> _Document excerpt_:
CHINA / SOCIETY
Omicron causes 3 infections in HK, but may not affect border resumption as city prevents local community spread
Published: Nov 29, 2021 08:46 PM
People leave the Regal Airport Hotel at Chek Lap Kok airport in Hong Kong on November 26, 2021, where a new Covid-19 variant deemed a 'major threat' was detected in a traveller from South Africa and who has since passed it on to a local man whilst in quarantine. Photo: AFP

People leave the Regal Airport Hotel at Chek Lap Kok airport in Hong Kong on November 26, 2021, where a new Covid-19 variant deemed a 'major threat' was detected in a traveller from South Africa and who has since passed it on to a local man whilst in quarantine. Photo: AFP



Although Omicron - a new and more contagious COVID-19 variant - has arrived in Hong Kong Special Administrative Region (HKSAR) and caused three infections, local officials and experts are confident that the Chinese mainland-Hong Kong border re-opening plan is unlikely to be affected, as the city has prevented the local community spread of Omicron.

Hong Kong on Monday reported another COVID-19 infection from the Omicron variant, bringing the total of Omicron infections in the city to three.

The third Omicron case is a 37-year-old man who arrived in the city from Nigeria on November 24 and went into quarantine in a designated hotel. He was confirmed with the virus on Sunday, said a Hong Kong official at a press conference on Monday afternoon.

Hong Kong's Secretary for Food and Health Sophia Chan Siu-chee said at the press conference that Omicron is currently not seen to have an impact on the border reopening plan. 

"We have successfully detected those three cases, and prevented them from entering into our community," Chan said.

The Chinese mainland and Hong Kong are expected to resume quarantine-free travel as Hong Kong has basically fulfilled the requirements, and Hong Kong has entered the implementation stage for the orderly border reopening with the mainland, Hong Kong officials said last week, after an epidemic prevention and control meeting of the two sides.

However, the officials did not reveal an exact date for commencing quarantine-free travel.

Experts reached by the Global Times held a positive attitude toward the plan, despite the arrival of Omicron in the city.

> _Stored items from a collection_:
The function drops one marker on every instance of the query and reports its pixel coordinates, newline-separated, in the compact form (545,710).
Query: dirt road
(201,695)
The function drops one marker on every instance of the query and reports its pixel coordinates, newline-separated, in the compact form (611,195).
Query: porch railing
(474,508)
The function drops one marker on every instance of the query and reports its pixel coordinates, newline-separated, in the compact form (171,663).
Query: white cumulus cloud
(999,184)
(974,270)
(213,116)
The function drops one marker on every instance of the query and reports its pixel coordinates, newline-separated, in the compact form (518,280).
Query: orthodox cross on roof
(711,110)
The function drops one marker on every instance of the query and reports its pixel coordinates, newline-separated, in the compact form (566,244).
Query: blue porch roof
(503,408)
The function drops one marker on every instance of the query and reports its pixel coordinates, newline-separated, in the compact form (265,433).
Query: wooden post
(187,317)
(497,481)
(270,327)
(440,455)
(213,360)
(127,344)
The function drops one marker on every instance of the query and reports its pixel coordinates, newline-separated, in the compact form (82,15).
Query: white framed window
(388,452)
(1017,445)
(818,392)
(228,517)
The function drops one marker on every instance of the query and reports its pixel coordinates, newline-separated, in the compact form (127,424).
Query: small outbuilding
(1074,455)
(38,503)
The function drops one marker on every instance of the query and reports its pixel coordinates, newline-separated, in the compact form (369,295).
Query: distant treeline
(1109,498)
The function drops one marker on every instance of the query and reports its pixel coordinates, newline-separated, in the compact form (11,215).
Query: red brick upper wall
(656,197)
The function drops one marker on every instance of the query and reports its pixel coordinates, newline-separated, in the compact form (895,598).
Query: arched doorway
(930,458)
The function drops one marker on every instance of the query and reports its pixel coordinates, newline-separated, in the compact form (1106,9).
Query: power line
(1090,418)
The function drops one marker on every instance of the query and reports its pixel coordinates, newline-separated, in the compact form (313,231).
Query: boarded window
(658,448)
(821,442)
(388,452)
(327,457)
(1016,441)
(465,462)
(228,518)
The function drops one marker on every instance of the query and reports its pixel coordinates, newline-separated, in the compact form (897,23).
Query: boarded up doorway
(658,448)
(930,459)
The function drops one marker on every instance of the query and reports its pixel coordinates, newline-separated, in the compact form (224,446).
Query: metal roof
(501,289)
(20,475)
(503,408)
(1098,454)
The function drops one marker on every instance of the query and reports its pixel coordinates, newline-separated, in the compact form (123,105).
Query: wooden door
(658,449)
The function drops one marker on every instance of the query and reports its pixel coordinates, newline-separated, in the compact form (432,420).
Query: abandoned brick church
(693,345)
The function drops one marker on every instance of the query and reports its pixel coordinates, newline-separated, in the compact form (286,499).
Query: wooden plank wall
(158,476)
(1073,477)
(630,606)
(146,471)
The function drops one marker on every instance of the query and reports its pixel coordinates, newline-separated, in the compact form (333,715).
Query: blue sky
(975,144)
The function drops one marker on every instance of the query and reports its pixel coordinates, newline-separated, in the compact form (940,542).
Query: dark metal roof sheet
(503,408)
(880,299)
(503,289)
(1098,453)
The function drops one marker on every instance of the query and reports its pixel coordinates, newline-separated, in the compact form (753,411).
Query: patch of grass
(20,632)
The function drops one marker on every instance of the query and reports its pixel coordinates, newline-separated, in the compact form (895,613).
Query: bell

> _Required work_:
A. According to the news report on Omicron in Hong Kong, why are officials confident that the border reopening plan with the mainland is unlikely to be affected? Answer in one to three sentences.
B. Write what comes next in the news report on Omicron in Hong Kong, picking up after its final sentence.

> _List of answers_:
A. They are confident because Hong Kong has prevented the Omicron variant from spreading in the local community. Secretary for Food and Health Sophia Chan said the city detected all three cases and kept them from entering the community.

B.
Jin Dongyan, a professor at the School of Biomedical Sciences at the University of Hong Kong, told the Global Times that Hong Kong had detected an unusually high number of mutations in a variant before the Omicron variant was reported in Africa, and it thoroughly investigated the transmission route of the related cases, which meant that Hong Kong prevented the local community spread of the virus. 

"The further spread of Omicron in Hong Kong has entered a dead end," Jin said, noting he was fully confident in Hong Kong's ability to tackle the new variant, and the new variant found in Hong Kong will not affect the border reopening plan between the Chinese mainland and Hong Kong.

Kennedy Wong Ying-ho, solicitor of the Supreme Court of Hong Kong, said that "Omicron is unlikely to have big impact on the plan as Hong Kong has tightened its measures against imported infections."

When asked by the Global Times on Monday whether Omicron would affect the border reopening plan, Tam Yiu-chung, a member of the National People's Congress Standing Committee from Hong Kong, said "I hope not," noting that the variant had not been found in community in the city.

Chief Executive Carrie Lam said on Saturday that the HKSAR would launch a local health code for the interface with the health code in South China's Guangdong Province.

According to Lam, after the health codes are interconnected, once a confirmed case of COVID-19 is reported in Hong Kong, the mainland authorities can immediately notify related inbound persons through the real name-based health code.

The system development of the Hong Kong Health Code has been completed and is now undergoing final testing before going online. The HKSAR government will announce more details of the use of the code later this week.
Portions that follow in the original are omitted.